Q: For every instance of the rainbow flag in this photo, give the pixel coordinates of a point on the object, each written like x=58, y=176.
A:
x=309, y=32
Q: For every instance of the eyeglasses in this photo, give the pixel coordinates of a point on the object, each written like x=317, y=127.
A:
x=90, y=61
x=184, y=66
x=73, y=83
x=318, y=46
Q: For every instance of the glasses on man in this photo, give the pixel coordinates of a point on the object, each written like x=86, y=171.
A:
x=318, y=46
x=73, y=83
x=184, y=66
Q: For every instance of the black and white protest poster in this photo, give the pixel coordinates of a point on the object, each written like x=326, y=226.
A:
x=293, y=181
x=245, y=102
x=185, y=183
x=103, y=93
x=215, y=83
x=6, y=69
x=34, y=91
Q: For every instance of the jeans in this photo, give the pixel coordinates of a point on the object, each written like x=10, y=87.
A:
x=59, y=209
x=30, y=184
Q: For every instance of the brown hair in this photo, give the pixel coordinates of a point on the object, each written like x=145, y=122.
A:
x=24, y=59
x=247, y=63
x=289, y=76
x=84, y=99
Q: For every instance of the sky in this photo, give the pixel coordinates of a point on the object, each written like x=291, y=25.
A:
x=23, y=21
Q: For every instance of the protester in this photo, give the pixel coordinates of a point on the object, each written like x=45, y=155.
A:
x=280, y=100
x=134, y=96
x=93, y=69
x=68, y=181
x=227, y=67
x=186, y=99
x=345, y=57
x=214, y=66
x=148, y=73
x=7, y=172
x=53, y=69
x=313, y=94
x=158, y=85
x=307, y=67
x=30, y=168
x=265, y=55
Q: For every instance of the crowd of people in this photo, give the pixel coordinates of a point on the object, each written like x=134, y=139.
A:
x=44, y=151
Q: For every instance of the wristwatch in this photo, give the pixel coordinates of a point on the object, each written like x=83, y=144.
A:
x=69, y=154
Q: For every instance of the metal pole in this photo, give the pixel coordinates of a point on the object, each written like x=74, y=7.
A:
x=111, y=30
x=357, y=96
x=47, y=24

···

▶ _TRY IT_
What you return must match the records exactly, line for line.

▶ _EXERCISE ANSWER_
Q: For every instance of the rainbow flag in this photo, give the pixel coordinates of a point on the object, each written like x=58, y=176.
A:
x=309, y=32
Q: For every instance of the eyeglasses in this photo, give the pixel coordinates of a point on the object, each written like x=317, y=127.
A:
x=90, y=61
x=184, y=66
x=73, y=83
x=318, y=46
Q: For every instance of the glasses on man in this photo, give the pixel coordinates of a point on the object, each written like x=86, y=171.
A:
x=318, y=46
x=73, y=83
x=184, y=66
Q: For every instance of the black and white protest poster in this photo, give the pixel coordinates of a point on the object, each written like x=326, y=226.
A:
x=293, y=181
x=245, y=102
x=185, y=183
x=103, y=93
x=215, y=83
x=6, y=69
x=34, y=91
Q: For every instance of the jeans in this photo, give the pixel coordinates of a point on the object, each written like x=10, y=87.
A:
x=59, y=209
x=30, y=184
Q: For every instance of the brown hair in this photo, give the pixel coordinates of a point on the object, each written like x=145, y=122.
A:
x=24, y=59
x=247, y=63
x=289, y=76
x=84, y=99
Q: For every instance of the sky in this photo, give the pixel coordinates of a point on the object, each written like x=291, y=25.
A:
x=23, y=21
Q: For every instance of the protester in this photo, give the pixel coordinates of a point on the object, each written like x=45, y=155.
A:
x=280, y=100
x=134, y=96
x=93, y=69
x=68, y=181
x=227, y=67
x=186, y=99
x=345, y=57
x=214, y=66
x=148, y=73
x=7, y=172
x=53, y=69
x=313, y=94
x=158, y=85
x=307, y=67
x=30, y=168
x=265, y=55
Q: For every instance of the crowd of people in this photo, give the pixel coordinates of a point on the object, each written like x=134, y=139.
A:
x=44, y=151
Q: For every instance of the wristwatch in this photo, give the pixel coordinates of a point on the object, each written like x=83, y=144.
A:
x=69, y=154
Q: For every instance of the metal pole in this photo, give the pixel coordinates of a point on the object, each written like x=74, y=7.
A:
x=111, y=30
x=357, y=96
x=47, y=24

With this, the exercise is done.